#### Exercise data ####

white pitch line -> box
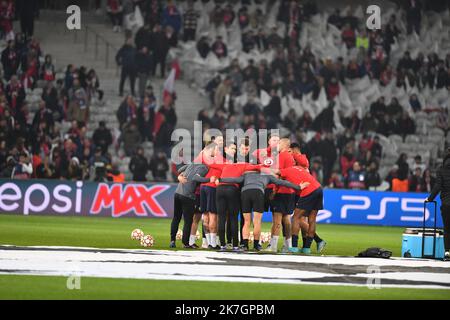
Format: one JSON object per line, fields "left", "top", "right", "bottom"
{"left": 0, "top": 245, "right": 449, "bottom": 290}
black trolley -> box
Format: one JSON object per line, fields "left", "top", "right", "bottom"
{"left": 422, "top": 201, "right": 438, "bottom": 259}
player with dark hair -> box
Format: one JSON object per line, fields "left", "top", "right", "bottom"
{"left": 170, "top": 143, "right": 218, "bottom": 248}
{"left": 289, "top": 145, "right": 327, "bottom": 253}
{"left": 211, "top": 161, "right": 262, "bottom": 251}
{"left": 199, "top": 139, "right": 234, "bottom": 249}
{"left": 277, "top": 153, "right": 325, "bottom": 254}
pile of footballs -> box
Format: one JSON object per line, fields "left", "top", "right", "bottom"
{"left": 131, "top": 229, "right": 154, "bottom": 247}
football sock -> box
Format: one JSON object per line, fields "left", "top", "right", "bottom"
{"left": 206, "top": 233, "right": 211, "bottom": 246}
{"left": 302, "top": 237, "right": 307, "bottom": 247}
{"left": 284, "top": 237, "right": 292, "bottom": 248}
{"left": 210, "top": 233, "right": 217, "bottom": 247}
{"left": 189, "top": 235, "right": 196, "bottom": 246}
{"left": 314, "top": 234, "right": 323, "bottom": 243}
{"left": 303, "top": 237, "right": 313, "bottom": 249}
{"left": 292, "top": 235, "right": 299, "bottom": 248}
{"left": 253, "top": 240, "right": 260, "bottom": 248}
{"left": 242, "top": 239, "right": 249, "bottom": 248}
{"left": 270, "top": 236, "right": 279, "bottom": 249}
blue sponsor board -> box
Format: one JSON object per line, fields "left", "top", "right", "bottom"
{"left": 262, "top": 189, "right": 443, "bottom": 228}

####

Activity: Copy out the range of lines above starting at the line with "pile of footballs -> box" and ending at the line with "football sock -> box", exactly and including both.

Solution for this task:
pile of footballs -> box
Format: one JSON object per line, fields "left", "top", "right", "bottom"
{"left": 131, "top": 229, "right": 154, "bottom": 247}
football sock -> box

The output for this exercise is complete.